▶ [Passage given]
start
Second, a stronger focus on discipleship. God shapes congregations through the shaping of individual lives. But this doesn’t just happen by accident or as a by-product. God grows us when we are in a position to receive that growth. This can only happen through intentional awareness and leadership on the part of both leaders and church members.

The word disciple means ‘learner.’ This puts the action firmly in the lap of the one doing the learning. The point is that you, as a disciple, are to be actively learning. It is your responsibility to take up the mantle of spiritual self-development. Yes, a teacher is involved, but discipleship is not about a passive process of being fed. Growing in faith is something that can be served by others, but ultimately must be owned personally.

In many of our churches, too many followers of Christ view discipleship as something done to them and for them- akin to a personal enrichment program. (Take a moment here to read Hebrews 5:11-13.)

We must face the challenges of our culture as the church has had to do since Jesus established the church. The challenges are different with every generation. Therefore, as the church continues to navigate an increasingly post-Christian culture, we have to ask ourselves if we are willing to face some truths and change some behaviors, programs, or strategies to reach the world with the message of the gospel.
end
▶ [Short problem 1]
According to the passage on discipleship, what does the word "disciple" mean?
▶ [Short problem 2]
Continue the passage on discipleship from the point where it stops.

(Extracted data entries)
start
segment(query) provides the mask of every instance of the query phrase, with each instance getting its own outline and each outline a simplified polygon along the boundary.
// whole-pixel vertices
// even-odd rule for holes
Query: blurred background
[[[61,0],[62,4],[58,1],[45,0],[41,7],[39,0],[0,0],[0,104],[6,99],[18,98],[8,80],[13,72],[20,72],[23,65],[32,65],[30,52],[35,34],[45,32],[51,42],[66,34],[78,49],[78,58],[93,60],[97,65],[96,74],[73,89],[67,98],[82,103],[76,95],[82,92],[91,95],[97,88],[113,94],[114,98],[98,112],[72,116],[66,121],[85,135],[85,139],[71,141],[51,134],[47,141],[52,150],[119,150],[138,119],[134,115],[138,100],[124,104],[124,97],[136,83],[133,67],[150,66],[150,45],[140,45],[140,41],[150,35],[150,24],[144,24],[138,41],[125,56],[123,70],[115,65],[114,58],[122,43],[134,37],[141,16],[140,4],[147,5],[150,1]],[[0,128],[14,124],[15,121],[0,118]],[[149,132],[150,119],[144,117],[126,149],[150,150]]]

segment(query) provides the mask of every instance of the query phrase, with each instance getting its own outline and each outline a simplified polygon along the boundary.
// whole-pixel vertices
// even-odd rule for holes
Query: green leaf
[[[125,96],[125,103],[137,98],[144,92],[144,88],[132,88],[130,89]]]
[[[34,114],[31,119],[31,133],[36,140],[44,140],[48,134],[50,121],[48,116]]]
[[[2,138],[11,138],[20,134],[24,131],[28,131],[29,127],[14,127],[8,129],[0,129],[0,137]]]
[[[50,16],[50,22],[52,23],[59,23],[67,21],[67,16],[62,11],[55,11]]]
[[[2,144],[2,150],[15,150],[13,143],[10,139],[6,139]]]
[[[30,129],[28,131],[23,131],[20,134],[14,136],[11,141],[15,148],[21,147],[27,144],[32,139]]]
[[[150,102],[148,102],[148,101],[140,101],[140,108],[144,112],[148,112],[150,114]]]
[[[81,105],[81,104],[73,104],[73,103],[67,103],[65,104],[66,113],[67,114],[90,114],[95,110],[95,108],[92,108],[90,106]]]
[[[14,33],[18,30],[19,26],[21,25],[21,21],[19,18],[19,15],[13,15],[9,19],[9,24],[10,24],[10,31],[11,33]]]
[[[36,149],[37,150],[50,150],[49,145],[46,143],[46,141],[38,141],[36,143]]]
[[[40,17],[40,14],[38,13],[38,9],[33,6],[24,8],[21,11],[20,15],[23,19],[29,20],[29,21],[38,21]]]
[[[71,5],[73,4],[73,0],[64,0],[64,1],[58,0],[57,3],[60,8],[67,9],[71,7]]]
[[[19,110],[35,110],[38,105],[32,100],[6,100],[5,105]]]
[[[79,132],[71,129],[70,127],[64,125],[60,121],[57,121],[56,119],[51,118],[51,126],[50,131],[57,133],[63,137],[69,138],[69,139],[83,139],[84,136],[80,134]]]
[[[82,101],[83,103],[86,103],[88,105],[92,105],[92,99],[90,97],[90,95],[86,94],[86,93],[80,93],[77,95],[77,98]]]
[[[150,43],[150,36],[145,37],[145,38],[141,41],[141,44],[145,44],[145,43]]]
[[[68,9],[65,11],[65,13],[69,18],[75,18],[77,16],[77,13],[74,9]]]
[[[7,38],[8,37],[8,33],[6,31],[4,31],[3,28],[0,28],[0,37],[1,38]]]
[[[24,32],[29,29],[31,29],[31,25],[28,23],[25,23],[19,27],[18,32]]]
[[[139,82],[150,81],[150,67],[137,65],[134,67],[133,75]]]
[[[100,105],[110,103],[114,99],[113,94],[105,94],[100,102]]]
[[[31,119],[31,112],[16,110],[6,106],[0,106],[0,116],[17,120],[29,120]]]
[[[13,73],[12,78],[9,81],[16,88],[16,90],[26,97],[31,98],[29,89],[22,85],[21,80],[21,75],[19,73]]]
end
▶ [Result 1]
Learner.

▶ [Result 2]
Watch for next week’s Freshly Bru’d where I will share the remaining three things we can do for the next decade.

Pastor Mark "TheBru" Brunott

5 Things We Need to Do for the Next Decade - Pt. 2

In last week’s Freshly Bru’d, I mentioned two things that we (members of Jesus’ Church) must do to thrive for the next decade. If you missed last week’s note, I would encourage you to read it here. I mentioned first – a clear understanding of the Gospel and second, a stronger focus on discipleship.

The third thing we need to do is have a greater passion for mission. We need to stand up against the perception (and in some cases, the practice) to look at those who are professional ministers and say ‘they are the ones who are called to mission’ while the people in the seats are merely consumers of religious goods and services.

We need to see all of God’s people engaged in God’s mission- introducing others to Jesus and developing them into fully devoted followers. This begins in our respective neighborhoods, work places, and schools, all the way to the nations of the world. You are just as important and necessary to the mission as I am. We all must engage. The fourth thing is strongly linked to the third thing.

The fourth thing we must do is focus our energy to finding new ways to reach out to our neighbors. Culture now is so different than past decades; today, there is little, if any, religious knowledge, background, or memory. If people aren’t attracted to church, the church must go out and attract them to act. That is why we began our #4Lincoln campaign. Such things have to be an ongoing and every day kind of evangelism, Being-Doing-Telling the Good News where we live and work.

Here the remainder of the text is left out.